**Task**
Copy the items below word for word, omitting the pictures.

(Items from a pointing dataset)
------------------------------------------------

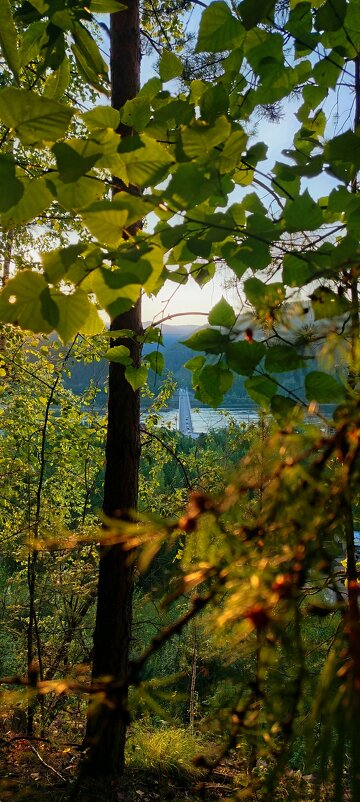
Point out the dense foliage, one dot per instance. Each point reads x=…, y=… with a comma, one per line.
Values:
x=250, y=567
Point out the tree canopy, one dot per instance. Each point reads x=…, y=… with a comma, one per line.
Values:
x=203, y=183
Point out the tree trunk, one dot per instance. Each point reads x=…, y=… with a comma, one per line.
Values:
x=106, y=726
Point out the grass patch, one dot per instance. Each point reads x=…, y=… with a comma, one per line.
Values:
x=163, y=751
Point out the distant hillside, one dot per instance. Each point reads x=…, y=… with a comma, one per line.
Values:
x=176, y=355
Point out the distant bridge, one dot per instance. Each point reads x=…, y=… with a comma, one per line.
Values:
x=185, y=424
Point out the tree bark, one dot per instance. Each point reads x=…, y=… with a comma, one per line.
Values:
x=106, y=726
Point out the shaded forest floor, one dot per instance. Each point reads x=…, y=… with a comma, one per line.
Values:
x=38, y=772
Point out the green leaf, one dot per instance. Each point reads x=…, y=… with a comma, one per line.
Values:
x=264, y=296
x=243, y=357
x=297, y=270
x=35, y=198
x=57, y=82
x=146, y=161
x=219, y=29
x=120, y=354
x=200, y=138
x=101, y=117
x=14, y=187
x=254, y=12
x=281, y=358
x=58, y=263
x=76, y=195
x=261, y=389
x=170, y=66
x=35, y=119
x=136, y=113
x=89, y=50
x=232, y=151
x=107, y=219
x=71, y=164
x=303, y=214
x=31, y=42
x=209, y=340
x=330, y=17
x=115, y=291
x=136, y=376
x=74, y=308
x=156, y=361
x=344, y=148
x=106, y=6
x=322, y=388
x=285, y=410
x=21, y=302
x=212, y=382
x=8, y=37
x=222, y=314
x=327, y=304
x=195, y=363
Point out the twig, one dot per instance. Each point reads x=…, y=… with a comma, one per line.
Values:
x=47, y=765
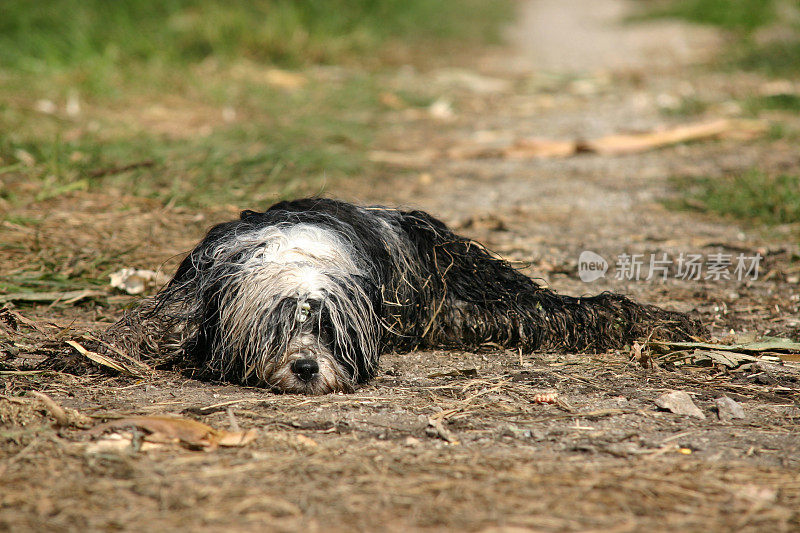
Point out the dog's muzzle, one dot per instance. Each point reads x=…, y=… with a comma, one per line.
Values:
x=305, y=369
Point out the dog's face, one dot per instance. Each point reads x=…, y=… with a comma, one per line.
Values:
x=308, y=354
x=291, y=310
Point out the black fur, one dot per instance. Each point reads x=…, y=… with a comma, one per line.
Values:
x=427, y=287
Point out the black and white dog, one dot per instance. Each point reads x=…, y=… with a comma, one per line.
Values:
x=306, y=296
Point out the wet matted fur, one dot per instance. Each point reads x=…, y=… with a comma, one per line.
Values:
x=306, y=296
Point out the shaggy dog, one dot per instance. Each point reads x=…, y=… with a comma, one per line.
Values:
x=306, y=296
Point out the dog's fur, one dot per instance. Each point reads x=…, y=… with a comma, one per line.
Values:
x=337, y=284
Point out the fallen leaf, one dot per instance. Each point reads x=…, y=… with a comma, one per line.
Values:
x=640, y=142
x=135, y=280
x=69, y=297
x=284, y=79
x=680, y=403
x=436, y=429
x=64, y=417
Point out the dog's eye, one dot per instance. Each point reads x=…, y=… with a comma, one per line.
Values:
x=303, y=312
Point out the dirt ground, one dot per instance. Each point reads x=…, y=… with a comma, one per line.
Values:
x=456, y=440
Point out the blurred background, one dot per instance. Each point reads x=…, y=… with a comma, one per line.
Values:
x=129, y=108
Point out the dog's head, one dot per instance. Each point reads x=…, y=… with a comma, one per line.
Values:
x=286, y=307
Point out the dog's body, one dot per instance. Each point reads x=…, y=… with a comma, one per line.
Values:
x=305, y=296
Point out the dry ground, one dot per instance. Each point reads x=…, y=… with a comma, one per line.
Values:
x=452, y=440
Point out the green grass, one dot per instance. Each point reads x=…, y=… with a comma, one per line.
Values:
x=70, y=32
x=773, y=102
x=176, y=104
x=124, y=57
x=753, y=196
x=741, y=19
x=744, y=16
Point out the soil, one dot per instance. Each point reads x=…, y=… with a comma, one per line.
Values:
x=490, y=441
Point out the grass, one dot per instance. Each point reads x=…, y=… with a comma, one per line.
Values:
x=741, y=19
x=154, y=79
x=752, y=196
x=290, y=32
x=199, y=104
x=743, y=16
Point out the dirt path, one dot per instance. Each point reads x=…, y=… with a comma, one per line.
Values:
x=445, y=440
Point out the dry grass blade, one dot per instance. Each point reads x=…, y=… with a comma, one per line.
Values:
x=56, y=410
x=179, y=430
x=640, y=142
x=103, y=360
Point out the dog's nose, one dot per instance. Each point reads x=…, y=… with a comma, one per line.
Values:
x=305, y=369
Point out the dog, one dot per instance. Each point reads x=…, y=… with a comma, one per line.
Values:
x=305, y=296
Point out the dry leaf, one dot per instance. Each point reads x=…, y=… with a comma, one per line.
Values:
x=641, y=142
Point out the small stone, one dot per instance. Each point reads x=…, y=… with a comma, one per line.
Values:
x=728, y=409
x=680, y=403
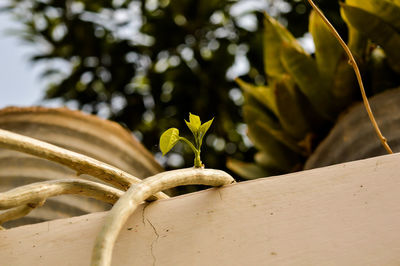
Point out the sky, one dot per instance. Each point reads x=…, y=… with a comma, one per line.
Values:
x=20, y=83
x=19, y=79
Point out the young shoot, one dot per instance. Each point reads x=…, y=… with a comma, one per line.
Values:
x=171, y=136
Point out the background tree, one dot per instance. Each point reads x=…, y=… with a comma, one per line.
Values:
x=147, y=64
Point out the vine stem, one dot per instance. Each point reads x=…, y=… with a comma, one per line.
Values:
x=127, y=204
x=353, y=63
x=78, y=162
x=18, y=212
x=40, y=191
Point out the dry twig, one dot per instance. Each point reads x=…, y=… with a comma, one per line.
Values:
x=40, y=191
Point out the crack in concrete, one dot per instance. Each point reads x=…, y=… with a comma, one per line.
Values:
x=154, y=241
x=220, y=195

------------------------------------------------

**Solution below**
Point out the dense foliage, one dot per instance. Each point reads x=…, y=… with a comma, one per line.
Values:
x=250, y=567
Point out the tree canopy, one dot per instance. Each point reads x=…, y=… with a comma, one per line.
Values:
x=203, y=183
Point out the tree trunk, one dot per instance. Each point reads x=…, y=… with a comma, one per line.
Values:
x=106, y=726
Point out the grass patch, one dot per instance. Each point reads x=…, y=… with a comma, one per line.
Values:
x=163, y=751
Point out the distant hillside, one dot per instance. Each point reads x=…, y=… with a comma, one per line.
Values:
x=176, y=355
Point out the distant bridge, one dot per instance. Each point reads x=…, y=… with a comma, one per line.
Values:
x=185, y=424
Point out the tree bark, one dot per instance. Each point reads x=…, y=… with a comma, one per line.
Values:
x=106, y=726
Point out the shaded forest floor, one dot per instance. Each point reads x=…, y=… with a comma, one per line.
Values:
x=38, y=772
Point out the green leaf, one dot per instance. Each point reads x=…, y=… with a comma, one per line.
Values:
x=264, y=296
x=243, y=357
x=297, y=270
x=35, y=198
x=57, y=82
x=146, y=161
x=219, y=29
x=120, y=354
x=200, y=138
x=101, y=117
x=14, y=187
x=254, y=12
x=281, y=358
x=58, y=263
x=76, y=195
x=261, y=389
x=170, y=66
x=35, y=119
x=136, y=113
x=89, y=50
x=232, y=151
x=107, y=219
x=71, y=164
x=303, y=214
x=31, y=42
x=209, y=340
x=330, y=17
x=115, y=291
x=136, y=376
x=74, y=308
x=156, y=361
x=344, y=148
x=106, y=6
x=322, y=388
x=285, y=410
x=21, y=302
x=212, y=382
x=8, y=37
x=222, y=314
x=327, y=304
x=195, y=363
Point out the twig, one dot per instance. Each point reads x=…, y=… with a comma, one per line.
Values:
x=47, y=765
Point out the dog's muzzle, one dot per instance. Each point reads x=…, y=… with a comma, one per line.
Values:
x=305, y=369
Point out the dog's face, one dot per instance. Each point reads x=…, y=… with a comma, one per line.
Values:
x=308, y=354
x=291, y=310
Point out the black fur, one dot per instance. Each point reads x=…, y=… with a comma, one per line.
Values:
x=427, y=287
Point out the black and white dog, one dot per instance. Each point reads x=…, y=… with a comma, one per line.
Values:
x=306, y=296
Point out the wet matted fur, one dot per instance. Each point reads x=…, y=… with a comma, one per line.
Values:
x=306, y=296
Point out the shaggy dog, one dot per instance. Each point reads x=…, y=… with a comma, one per line.
Values:
x=306, y=296
Point out the dog's fur, one dot per instance. Each point reads x=…, y=… with a comma, one per line.
Values:
x=337, y=284
Point out the fallen leaf, one dot per instance. Each point reads x=…, y=… with a comma, one per line.
Values:
x=640, y=142
x=135, y=280
x=69, y=297
x=284, y=79
x=680, y=403
x=436, y=429
x=64, y=417
Point out the dog's eye, one dot per instance. Each point reads x=…, y=… with a comma, one per line.
Values:
x=303, y=312
Point out the dirt ground, one dot per instance. Each point reads x=…, y=… with a comma, one per line.
Values:
x=456, y=440
Point out the blurred background, one dot per instance. Each point reads x=…, y=… with a comma, one per line.
Values:
x=129, y=108
Point out the dog's head, one dot per instance. Each point reads x=…, y=… with a comma, one per line.
Values:
x=286, y=307
Point out the dog's body, one dot per instance. Each point reads x=…, y=… with a comma, one per line.
Values:
x=305, y=296
Point out the dry ground, one dot per instance. Each point reads x=…, y=… with a comma, one per line.
Values:
x=452, y=440
Point out the green grass, one dot per instance. Each point reads x=…, y=… with a comma, one per line.
Values:
x=70, y=32
x=773, y=102
x=176, y=104
x=124, y=57
x=753, y=196
x=741, y=19
x=744, y=16
Point out the soil, one dot per instance. Each point reads x=…, y=… with a comma, one per line.
Values:
x=490, y=441
Point out the grass, one dot per instance. Each point reads x=…, y=… with a comma, one per line.
Values:
x=741, y=19
x=154, y=79
x=752, y=196
x=290, y=32
x=199, y=104
x=743, y=16
Point out the dirt path, one dot per instance. Each point reads x=…, y=… with a comma, one per line.
Values:
x=445, y=440
Point out the dry grass blade, one dot per instance. Each point reads x=…, y=… with a comma, one per line.
Values:
x=56, y=410
x=179, y=430
x=640, y=142
x=103, y=360
Point out the dog's nose, one dot per instance. Each point reads x=…, y=… with a comma, one per line.
Values:
x=305, y=369
Point out the dog, one dot per instance. Each point reads x=…, y=… with a comma, one per line.
Values:
x=305, y=296
Point out the dry leaf, one dot per instance. Each point reads x=…, y=… with a comma, one per line.
Values:
x=641, y=142
Point out the small stone, one dot per instance. Each point reads x=…, y=… with a comma, one per line.
Values:
x=728, y=409
x=680, y=403
Point out the sky, one dot per instance. Each point reads x=…, y=… with a comma, one per line.
Values:
x=20, y=83
x=19, y=79
Point out the young shoot, one dot per instance. Each point reads x=…, y=… with a comma, one per line.
Values:
x=171, y=136
Point out the background tree, one dot per instance. Each point reads x=…, y=… with a comma, one per line.
Values:
x=147, y=64
Point out the vine stem, one dot per instance. Each point reads x=…, y=… with a comma, one per line.
Values:
x=127, y=204
x=353, y=63
x=78, y=162
x=18, y=212
x=40, y=191
Point out the dry twig, one dot per instance. Each point reads x=…, y=… with a comma, one per line.
Values:
x=40, y=191
Point out the crack in concrete, one dot per instance. Each point reads x=…, y=… with a comma, one per line.
Values:
x=154, y=241
x=220, y=195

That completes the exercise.